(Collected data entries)
# # # # #

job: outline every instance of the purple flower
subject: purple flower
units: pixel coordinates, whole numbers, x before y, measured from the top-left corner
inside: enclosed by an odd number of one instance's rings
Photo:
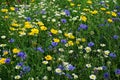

# # # # #

**EXERCISE**
The expected output is each line of the records above that includes the word "instance".

**THE ANSWER**
job: outline every instance of the purple flower
inside: enclosed by an odd number of one instance's rings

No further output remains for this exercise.